Problem statement:
Look for "the rear bumper" in the records below, then copy that line and every line after it, exactly and with nothing added.

:: Supplied material

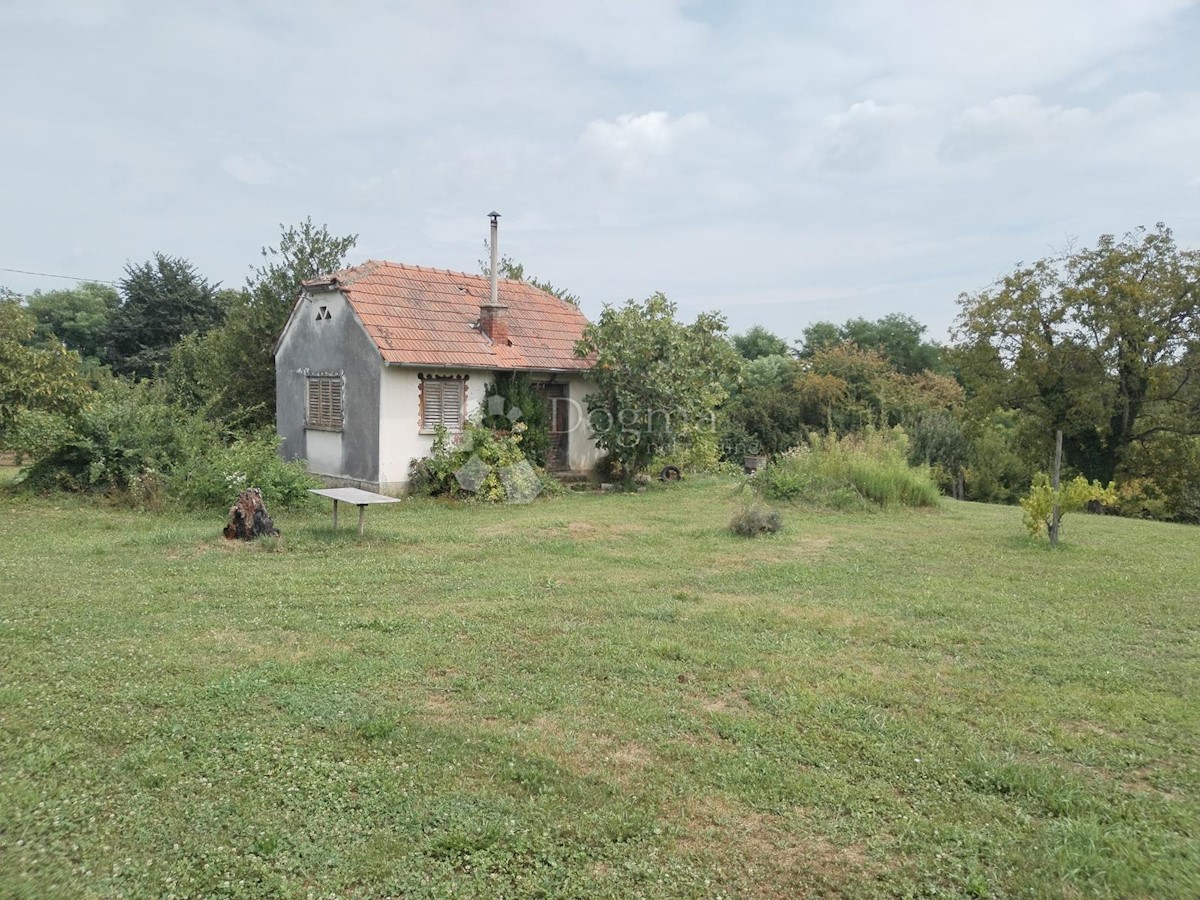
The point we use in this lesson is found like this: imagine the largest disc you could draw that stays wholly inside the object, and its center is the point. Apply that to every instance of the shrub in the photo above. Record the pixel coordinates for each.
(124, 432)
(515, 394)
(695, 451)
(850, 472)
(756, 520)
(216, 475)
(1071, 497)
(483, 465)
(131, 444)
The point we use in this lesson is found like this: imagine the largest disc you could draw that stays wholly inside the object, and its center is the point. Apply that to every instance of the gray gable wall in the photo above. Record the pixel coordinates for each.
(339, 343)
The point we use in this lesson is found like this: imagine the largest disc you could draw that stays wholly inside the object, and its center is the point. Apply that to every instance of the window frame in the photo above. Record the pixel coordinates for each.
(333, 415)
(444, 383)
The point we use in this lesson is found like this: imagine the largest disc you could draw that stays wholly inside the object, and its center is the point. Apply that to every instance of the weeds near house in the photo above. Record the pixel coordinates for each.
(852, 472)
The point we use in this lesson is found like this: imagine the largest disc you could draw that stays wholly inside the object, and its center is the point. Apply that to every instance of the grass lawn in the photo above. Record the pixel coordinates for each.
(597, 696)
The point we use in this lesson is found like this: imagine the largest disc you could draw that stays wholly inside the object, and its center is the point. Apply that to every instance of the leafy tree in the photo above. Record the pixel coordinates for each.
(229, 372)
(762, 420)
(897, 337)
(819, 336)
(851, 385)
(767, 372)
(77, 317)
(162, 300)
(304, 252)
(1101, 342)
(657, 378)
(937, 439)
(759, 342)
(1069, 497)
(34, 378)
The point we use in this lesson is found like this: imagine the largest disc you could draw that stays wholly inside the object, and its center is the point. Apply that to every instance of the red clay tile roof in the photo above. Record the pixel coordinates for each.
(429, 317)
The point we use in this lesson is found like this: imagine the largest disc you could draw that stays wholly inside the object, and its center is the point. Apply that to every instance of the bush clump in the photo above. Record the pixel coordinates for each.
(856, 471)
(130, 444)
(756, 520)
(481, 465)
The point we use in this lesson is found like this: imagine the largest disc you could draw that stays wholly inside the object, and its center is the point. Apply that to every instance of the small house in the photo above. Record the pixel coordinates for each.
(375, 358)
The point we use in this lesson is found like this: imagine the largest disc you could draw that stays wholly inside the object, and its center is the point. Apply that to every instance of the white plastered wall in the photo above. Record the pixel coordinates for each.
(401, 439)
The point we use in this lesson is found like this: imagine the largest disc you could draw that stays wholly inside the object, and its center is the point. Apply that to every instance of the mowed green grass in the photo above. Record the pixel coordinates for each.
(597, 696)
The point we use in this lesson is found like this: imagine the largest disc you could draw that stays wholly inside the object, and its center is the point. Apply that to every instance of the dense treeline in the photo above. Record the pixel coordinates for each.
(168, 379)
(1101, 342)
(160, 387)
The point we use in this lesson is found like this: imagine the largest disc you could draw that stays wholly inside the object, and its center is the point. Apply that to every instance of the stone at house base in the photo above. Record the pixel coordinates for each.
(249, 517)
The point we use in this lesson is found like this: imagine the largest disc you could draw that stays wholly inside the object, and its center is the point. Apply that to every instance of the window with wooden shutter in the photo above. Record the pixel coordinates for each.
(442, 402)
(324, 403)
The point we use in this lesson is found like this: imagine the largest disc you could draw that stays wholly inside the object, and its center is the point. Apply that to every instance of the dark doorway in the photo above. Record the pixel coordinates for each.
(559, 418)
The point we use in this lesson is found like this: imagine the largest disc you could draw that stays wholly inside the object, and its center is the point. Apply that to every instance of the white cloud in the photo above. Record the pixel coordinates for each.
(864, 135)
(1024, 125)
(633, 144)
(257, 171)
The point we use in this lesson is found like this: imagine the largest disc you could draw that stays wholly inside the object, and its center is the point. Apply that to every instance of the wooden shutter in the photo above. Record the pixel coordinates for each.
(442, 403)
(325, 402)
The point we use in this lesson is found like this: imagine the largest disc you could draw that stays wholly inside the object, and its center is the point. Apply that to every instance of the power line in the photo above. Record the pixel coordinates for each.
(49, 275)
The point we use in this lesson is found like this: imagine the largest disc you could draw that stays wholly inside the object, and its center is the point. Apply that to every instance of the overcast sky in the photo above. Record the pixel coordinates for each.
(783, 162)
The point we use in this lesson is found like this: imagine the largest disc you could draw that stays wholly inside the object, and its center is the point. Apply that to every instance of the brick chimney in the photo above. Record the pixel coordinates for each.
(493, 316)
(493, 322)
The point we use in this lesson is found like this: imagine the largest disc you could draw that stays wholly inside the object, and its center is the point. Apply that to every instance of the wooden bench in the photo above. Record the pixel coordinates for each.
(353, 495)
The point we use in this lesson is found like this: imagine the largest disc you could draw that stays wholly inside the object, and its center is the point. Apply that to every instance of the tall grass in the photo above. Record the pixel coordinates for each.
(856, 471)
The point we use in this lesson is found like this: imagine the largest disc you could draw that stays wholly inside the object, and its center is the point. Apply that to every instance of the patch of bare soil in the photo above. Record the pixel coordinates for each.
(768, 856)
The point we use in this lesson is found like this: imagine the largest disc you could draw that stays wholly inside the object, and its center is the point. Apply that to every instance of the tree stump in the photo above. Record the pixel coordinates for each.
(249, 517)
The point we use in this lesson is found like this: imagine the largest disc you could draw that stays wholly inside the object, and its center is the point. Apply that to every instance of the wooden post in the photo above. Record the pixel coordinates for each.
(1057, 511)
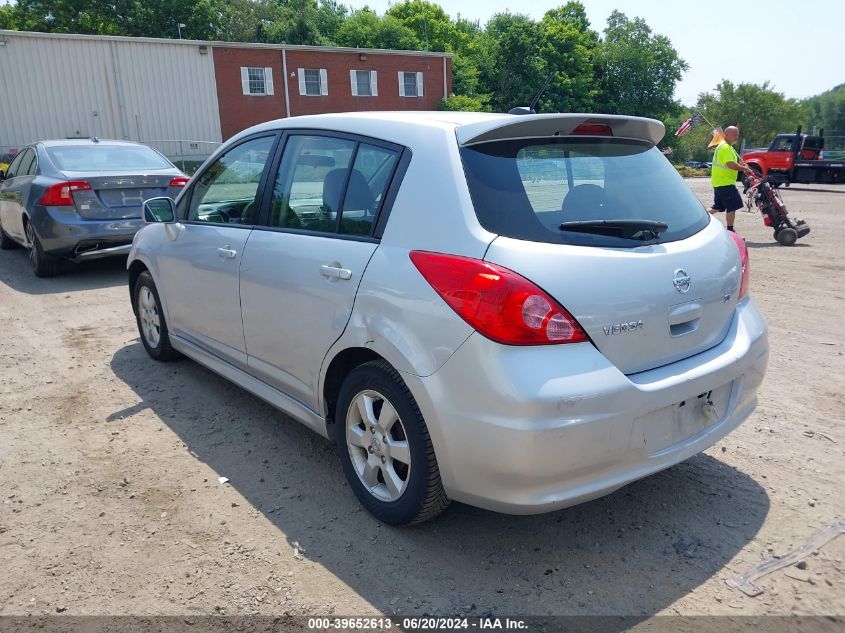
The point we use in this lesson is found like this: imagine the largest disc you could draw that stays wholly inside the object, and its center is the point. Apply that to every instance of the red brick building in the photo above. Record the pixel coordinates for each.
(257, 83)
(184, 97)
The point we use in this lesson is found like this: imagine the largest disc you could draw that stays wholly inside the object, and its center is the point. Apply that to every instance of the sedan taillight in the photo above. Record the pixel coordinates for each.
(61, 194)
(501, 304)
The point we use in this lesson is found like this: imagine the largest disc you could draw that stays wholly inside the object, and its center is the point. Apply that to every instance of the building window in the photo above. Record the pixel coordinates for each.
(410, 84)
(313, 82)
(364, 83)
(257, 82)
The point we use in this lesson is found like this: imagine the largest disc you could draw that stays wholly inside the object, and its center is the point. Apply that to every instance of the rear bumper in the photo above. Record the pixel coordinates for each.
(66, 234)
(528, 430)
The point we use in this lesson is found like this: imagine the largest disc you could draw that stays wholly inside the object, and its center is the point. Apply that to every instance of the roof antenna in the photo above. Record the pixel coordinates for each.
(530, 109)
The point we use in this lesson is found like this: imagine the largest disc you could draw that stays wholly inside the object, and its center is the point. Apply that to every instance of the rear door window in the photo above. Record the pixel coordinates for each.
(331, 185)
(527, 188)
(227, 191)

::::

Response:
The point we use in this lesson is found like this: imagine the largest disc you could draw that stays wholly inside the object, and its center is the point. Apply that to every instance of the rear bumper in the photo above. Record the pixel coordinates for each.
(66, 234)
(528, 430)
The point we use in this lesson is found like this: imagine the largest disc you could draw that stays wholly inside the object, and its center is the point. Apply that to every instance of the roof antenna in the photo above. Record the pixel coordinates for each.
(530, 109)
The point we use in this lesson is found like this: imagine the largest disc you could draw that stays wholly inside the object, and its center is the point. Apply that to every instance of the rear door window in the photo above. Record the pixel coordinates for each.
(331, 185)
(527, 188)
(227, 191)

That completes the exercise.